START

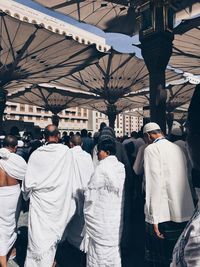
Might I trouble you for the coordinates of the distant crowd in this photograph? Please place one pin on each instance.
(102, 201)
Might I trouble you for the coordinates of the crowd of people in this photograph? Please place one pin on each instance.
(103, 201)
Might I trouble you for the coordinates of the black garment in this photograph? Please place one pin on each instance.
(159, 251)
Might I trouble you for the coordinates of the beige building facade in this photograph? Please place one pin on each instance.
(72, 119)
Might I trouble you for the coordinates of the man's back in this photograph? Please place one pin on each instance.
(84, 165)
(168, 195)
(49, 183)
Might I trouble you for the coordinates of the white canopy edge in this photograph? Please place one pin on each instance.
(31, 15)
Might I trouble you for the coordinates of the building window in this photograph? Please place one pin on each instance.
(22, 108)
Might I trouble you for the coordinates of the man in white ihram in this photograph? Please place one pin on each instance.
(12, 170)
(169, 203)
(50, 184)
(84, 170)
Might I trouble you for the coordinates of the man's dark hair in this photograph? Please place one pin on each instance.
(10, 141)
(76, 140)
(102, 125)
(50, 130)
(107, 146)
(134, 134)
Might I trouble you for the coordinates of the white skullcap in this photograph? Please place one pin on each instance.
(177, 131)
(20, 143)
(151, 126)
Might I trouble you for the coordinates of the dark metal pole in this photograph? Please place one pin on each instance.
(112, 114)
(2, 107)
(156, 38)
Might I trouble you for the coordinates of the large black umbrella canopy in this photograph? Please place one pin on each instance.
(51, 98)
(30, 54)
(114, 78)
(110, 16)
(186, 47)
(178, 95)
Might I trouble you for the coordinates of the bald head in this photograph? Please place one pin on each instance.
(76, 140)
(51, 133)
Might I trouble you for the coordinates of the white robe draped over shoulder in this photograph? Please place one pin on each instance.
(15, 167)
(84, 170)
(103, 209)
(50, 184)
(168, 194)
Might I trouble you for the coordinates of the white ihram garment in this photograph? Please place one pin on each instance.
(50, 184)
(14, 166)
(104, 213)
(168, 195)
(84, 170)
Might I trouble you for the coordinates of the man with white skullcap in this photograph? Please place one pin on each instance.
(169, 203)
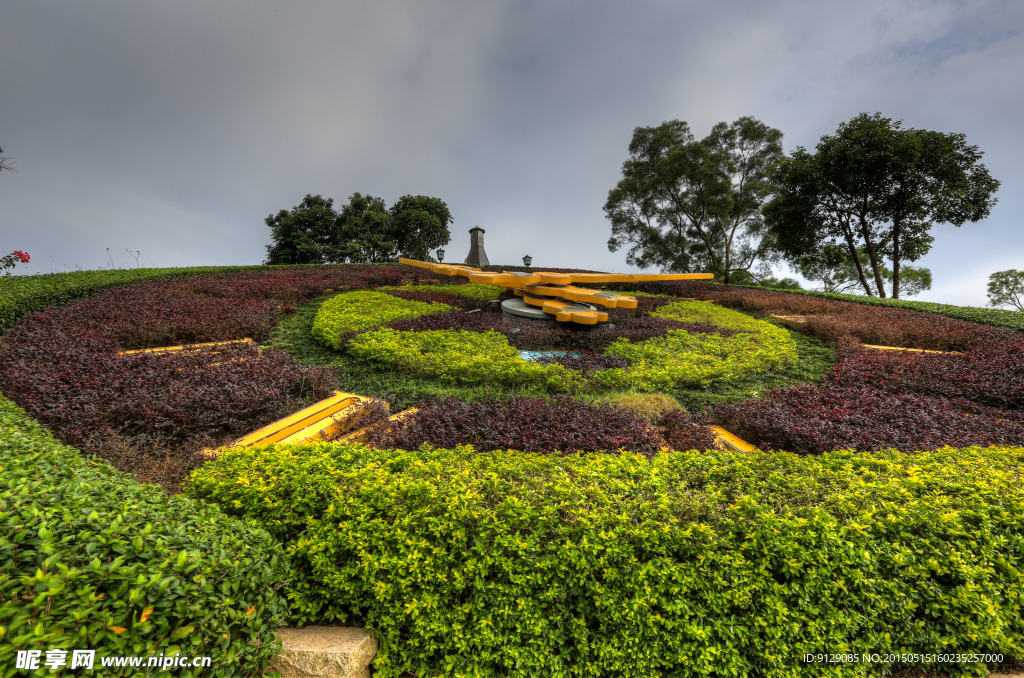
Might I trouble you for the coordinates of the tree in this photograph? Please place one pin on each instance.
(365, 231)
(1006, 288)
(6, 163)
(306, 234)
(685, 205)
(419, 223)
(876, 189)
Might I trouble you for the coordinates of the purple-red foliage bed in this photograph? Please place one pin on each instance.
(153, 414)
(561, 425)
(834, 321)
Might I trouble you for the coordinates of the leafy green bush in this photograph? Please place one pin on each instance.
(90, 559)
(707, 563)
(20, 295)
(708, 313)
(473, 291)
(458, 356)
(995, 316)
(684, 358)
(355, 311)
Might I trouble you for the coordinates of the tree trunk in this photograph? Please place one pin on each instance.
(848, 232)
(896, 228)
(871, 256)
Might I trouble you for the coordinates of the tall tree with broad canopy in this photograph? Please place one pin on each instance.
(1006, 288)
(365, 232)
(876, 189)
(303, 235)
(835, 270)
(419, 223)
(685, 205)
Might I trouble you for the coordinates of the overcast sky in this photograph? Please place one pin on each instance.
(174, 128)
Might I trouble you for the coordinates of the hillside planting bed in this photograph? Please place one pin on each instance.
(520, 523)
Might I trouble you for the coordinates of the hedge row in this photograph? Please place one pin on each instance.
(20, 295)
(709, 563)
(356, 311)
(996, 316)
(90, 559)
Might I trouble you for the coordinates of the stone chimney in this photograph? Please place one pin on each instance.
(477, 257)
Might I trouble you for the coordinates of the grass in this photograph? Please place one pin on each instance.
(814, 358)
(293, 335)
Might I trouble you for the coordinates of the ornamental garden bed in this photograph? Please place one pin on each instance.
(555, 467)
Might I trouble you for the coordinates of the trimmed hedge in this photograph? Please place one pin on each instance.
(86, 553)
(459, 356)
(995, 316)
(687, 358)
(473, 291)
(708, 563)
(356, 311)
(20, 295)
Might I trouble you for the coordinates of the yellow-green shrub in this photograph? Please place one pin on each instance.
(709, 313)
(651, 407)
(711, 563)
(458, 356)
(684, 358)
(355, 311)
(470, 291)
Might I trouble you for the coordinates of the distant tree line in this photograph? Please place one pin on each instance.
(364, 231)
(734, 205)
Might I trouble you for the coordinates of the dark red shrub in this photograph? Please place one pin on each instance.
(539, 336)
(585, 363)
(812, 420)
(152, 413)
(561, 425)
(994, 379)
(832, 321)
(688, 431)
(434, 297)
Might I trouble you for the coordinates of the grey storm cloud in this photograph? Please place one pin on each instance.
(174, 128)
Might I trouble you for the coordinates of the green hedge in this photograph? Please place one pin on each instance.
(691, 564)
(695, 359)
(460, 356)
(85, 552)
(473, 291)
(20, 295)
(356, 311)
(996, 316)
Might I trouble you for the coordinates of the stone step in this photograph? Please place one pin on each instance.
(325, 651)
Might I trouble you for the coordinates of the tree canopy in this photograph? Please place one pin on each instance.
(365, 230)
(875, 189)
(835, 270)
(419, 224)
(686, 206)
(1006, 288)
(303, 235)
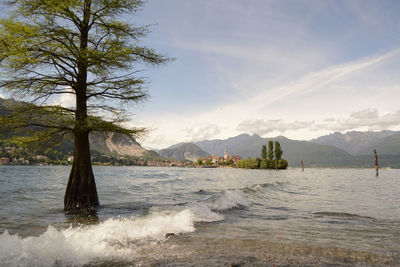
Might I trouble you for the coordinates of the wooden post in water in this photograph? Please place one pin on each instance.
(376, 163)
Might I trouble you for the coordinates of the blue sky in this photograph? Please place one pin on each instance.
(290, 67)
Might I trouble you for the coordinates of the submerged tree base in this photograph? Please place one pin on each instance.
(81, 193)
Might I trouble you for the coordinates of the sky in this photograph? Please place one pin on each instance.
(296, 68)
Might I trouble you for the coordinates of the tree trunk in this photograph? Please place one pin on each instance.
(81, 193)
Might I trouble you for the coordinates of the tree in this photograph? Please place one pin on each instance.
(278, 151)
(270, 150)
(264, 152)
(73, 47)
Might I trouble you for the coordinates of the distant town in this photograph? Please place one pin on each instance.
(12, 155)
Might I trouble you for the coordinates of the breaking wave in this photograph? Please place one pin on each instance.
(114, 238)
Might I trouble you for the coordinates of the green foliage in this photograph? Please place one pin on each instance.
(278, 151)
(282, 164)
(264, 152)
(270, 150)
(259, 163)
(248, 163)
(264, 164)
(72, 47)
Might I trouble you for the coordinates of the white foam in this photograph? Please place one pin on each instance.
(228, 200)
(113, 238)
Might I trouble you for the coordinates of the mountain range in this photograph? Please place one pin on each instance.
(103, 143)
(352, 149)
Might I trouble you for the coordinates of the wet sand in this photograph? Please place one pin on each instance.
(188, 251)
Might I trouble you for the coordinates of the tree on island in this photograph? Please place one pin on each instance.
(278, 151)
(264, 152)
(73, 47)
(263, 162)
(270, 150)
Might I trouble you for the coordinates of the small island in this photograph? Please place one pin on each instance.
(272, 160)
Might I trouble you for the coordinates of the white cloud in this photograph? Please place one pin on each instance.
(368, 118)
(304, 116)
(262, 127)
(197, 132)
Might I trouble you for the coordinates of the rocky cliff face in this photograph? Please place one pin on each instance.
(113, 143)
(185, 151)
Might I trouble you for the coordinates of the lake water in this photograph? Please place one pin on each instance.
(177, 216)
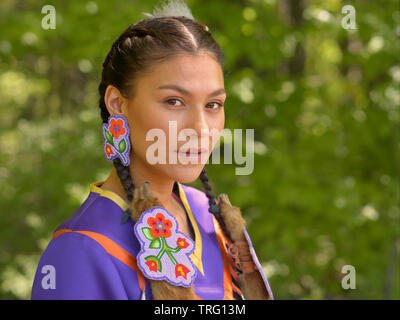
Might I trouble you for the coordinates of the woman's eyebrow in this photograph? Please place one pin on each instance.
(184, 91)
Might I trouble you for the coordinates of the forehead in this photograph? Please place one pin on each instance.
(196, 73)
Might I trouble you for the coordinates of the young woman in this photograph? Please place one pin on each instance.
(142, 233)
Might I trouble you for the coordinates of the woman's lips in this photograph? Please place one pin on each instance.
(192, 154)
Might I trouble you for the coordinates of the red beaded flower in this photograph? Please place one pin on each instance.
(160, 226)
(117, 128)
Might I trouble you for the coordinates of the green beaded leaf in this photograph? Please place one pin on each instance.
(147, 233)
(108, 136)
(122, 146)
(155, 244)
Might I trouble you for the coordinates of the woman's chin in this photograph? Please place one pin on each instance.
(187, 174)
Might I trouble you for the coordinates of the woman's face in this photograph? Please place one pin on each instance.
(182, 100)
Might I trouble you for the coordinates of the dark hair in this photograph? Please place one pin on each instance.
(142, 44)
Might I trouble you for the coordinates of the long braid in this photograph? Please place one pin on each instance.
(213, 206)
(216, 211)
(138, 48)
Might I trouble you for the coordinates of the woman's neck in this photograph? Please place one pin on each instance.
(161, 189)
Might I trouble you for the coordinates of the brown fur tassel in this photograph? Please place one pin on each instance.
(161, 289)
(251, 284)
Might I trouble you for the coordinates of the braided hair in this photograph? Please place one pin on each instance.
(141, 45)
(136, 49)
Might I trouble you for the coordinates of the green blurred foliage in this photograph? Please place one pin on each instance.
(324, 103)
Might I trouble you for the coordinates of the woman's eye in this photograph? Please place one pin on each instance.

END

Exercise brief:
Return the line that contains "Might I trouble you for the coordinates of the red" and all lines after it, verbatim, and nothing else.

Exercise answer:
Might I trouble you for the coordinates of the red beaded flower in this photograph? Please place one pin on each instance.
(160, 226)
(117, 128)
Might I trouble you for the coordinates of the green beaded leaf in this photograph? Please place one pin on each instance.
(147, 233)
(108, 136)
(122, 146)
(155, 244)
Might I trouble you for the coordinates of the woman's chin in this photograph? Please place one pin on each instance.
(187, 174)
Might I trouble you for the coordinates of the woman's face in this photograph? Please place one pin on each instance.
(182, 100)
Might I trouble you for the coordinates of the dark hair in this photograph? Please place one pin on each instance.
(142, 44)
Might I trouble you for the coordinates of the long braid in this photograph? Please place one pin on each instance.
(213, 206)
(216, 211)
(138, 48)
Might I trouble you for the coordinates of the woman's neck in this photograph? Please place one pin on each instance.
(161, 189)
Might I trouble you for the coordinates of the brown fur tassel in this photograph? Please place one pin on each instance.
(161, 289)
(251, 284)
Might I trouble you for the coordinates of the braided hair in this photograph? Please place one pin on each instance.
(141, 45)
(136, 49)
Might I trouble you for the coordinates of the green blurred foliage in this photograph? Please place one pin on each instance.
(324, 103)
Might I trouble you for the coordinates of the woman's eye in this photograph? Please place one pin on each instance.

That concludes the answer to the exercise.